[Supplied text start]

Process and Plant for Producing One or More Hydrocarbons
Abstract
A method for producing one or more hydrocarbons includes feeding a process gas stream into a reactor arrangement. The process gas stream includes carbon dioxide and/or carbon monoxide with hydrogen, which are converted at least in part in a first reaction step into one or more oxygenates, which are converted at least in part in a second reaction step into the one or more hydrocarbons. The reactor arrangement has one or more reactors, which comprise a first reaction zone and a second reaction zone arranged downstream of the first reaction zone. The first reaction zone and the second reaction zone are equipped with catalysts in such a way that the first and second reaction steps are catalyzed in the first reaction zone and that the second reaction step is catalyzed in the second reaction zone. In the second reaction zone, the first reaction step is generally not catalyzed.
Claims
exact text as granted — not AI-modified1 . A method for producing one or more hydrocarbons, comprising:
feeding a process gas stream to a reactor arrangement, the process gas stream comprising carbon dioxide and/or carbon monoxide with hydrogen; converting, within the reactor arrangement, the process gas stream at least in part in a first reaction step into one or more oxygenates, which pass into the process gas stream; converting, within the reactor arrangement, the one or more oxygenates in the process gas stream at least in part in a second reaction step into one or more hydrocarbons, which pass into the process gas stream; wherein:
the process gas stream conducted in a flow direction through the reactor arrangement;
the reactor arrangement has one or more reactors, the one or more reactors comprising a first reaction zone and a second reaction zone, wherein the second reaction zone is arranged downstream of the first reaction zone in the flow direction; and
the first reaction zone and the second reaction zone are equipped with catalysts in such a way that:
the first and second reaction steps are catalyzed in the first reaction zone;
the second reaction step is catalyzed in the second reaction zone; and
in the second reaction zone, the first reaction step is not catalyzed or is catalyzed to a lesser extent than in the first reaction zone.

[Supplied text end]

* [Task goal]
Extend the patent text on producing hydrocarbons from a process gas stream, starting right after its last claim. The entries that follow have no connection to the patent text on producing hydrocarbons.

[Stored rows start]

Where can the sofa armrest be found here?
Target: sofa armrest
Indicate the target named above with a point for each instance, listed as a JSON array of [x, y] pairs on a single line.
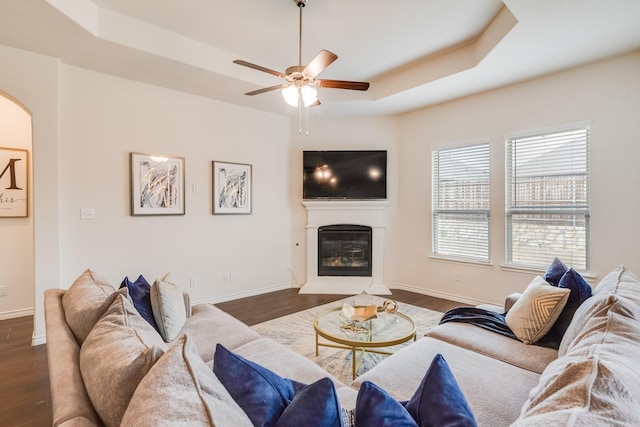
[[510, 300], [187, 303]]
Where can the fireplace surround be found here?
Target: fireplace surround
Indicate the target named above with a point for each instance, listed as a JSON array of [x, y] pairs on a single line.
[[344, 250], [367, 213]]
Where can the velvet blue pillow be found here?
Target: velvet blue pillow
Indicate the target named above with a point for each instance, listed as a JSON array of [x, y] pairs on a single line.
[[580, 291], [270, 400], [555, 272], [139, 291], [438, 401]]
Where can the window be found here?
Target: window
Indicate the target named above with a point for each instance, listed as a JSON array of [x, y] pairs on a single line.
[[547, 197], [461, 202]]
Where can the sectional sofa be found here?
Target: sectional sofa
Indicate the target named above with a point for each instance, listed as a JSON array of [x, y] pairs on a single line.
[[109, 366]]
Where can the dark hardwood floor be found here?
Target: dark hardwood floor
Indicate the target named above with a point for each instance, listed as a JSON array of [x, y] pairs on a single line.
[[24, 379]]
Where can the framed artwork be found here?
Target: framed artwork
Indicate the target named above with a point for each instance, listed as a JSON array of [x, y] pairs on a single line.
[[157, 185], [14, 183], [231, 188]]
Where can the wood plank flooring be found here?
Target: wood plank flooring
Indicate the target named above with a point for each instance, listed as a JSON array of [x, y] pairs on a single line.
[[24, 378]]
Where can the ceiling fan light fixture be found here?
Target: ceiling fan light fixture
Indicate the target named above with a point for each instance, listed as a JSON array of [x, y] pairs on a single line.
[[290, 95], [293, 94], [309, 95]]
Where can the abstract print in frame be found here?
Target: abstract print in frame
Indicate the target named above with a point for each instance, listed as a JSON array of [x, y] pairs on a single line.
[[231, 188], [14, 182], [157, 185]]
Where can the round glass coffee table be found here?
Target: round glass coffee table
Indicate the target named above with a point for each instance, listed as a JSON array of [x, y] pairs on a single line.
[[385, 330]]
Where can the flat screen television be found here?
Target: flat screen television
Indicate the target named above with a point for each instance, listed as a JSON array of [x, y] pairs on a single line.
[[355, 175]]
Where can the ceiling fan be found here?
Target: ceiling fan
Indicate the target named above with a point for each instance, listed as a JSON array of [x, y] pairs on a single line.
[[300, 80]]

[Stored rows end]

* [Task result]
2 . The method according to claim 1 , in which the first reaction zone is equipped with one or more first catalysts, which catalyze the first reaction step, and also with one or more second catalysts, which catalyze the second reaction step.
3 . The method according to claim 1 , in which the first reaction zone is equipped with one or more bifunctional catalysts, which catalyze the first and second reaction steps.
4 . The method according to claim 1 , in which catalyst fixed beds are used in the first reaction zone and in the second reaction zone.
5 . The method according to claim 1 , in which the reactor or the reactors is or are designed as a tube bundle reactor, which is or are cooled using a cooling medium which is conducted in cocurrent or countercurrent flow with the process gas stream.
6 . The method according to claim 1 , in which the first reaction zone has catalyst beds which are arranged one behind the other in the flow direction and have a plurality of different catalysts or a catalyst with different activities.
7 . The method according to claim 1 , in which one or more catalyst-free inert zones are formed.
8 . The method according to claim 1 , in which upstream of the first reaction zone, one or more further reaction zones are arranged, which contain one or more catalysts, which catalyze at least one further reaction, in particular a water-gas shift reaction and/or the formation of methanol and/or dimethyl ether as an intermediate.
9 . The method according to claim 1 , which is performed at a pressure level of 10 to 100 bar and a temperature level of 150 to 580° C.
10 . The method according to claim 1 , in which the process gas stream of the reactor arrangement is fed with a stoichiometric module of 1.5 to 10.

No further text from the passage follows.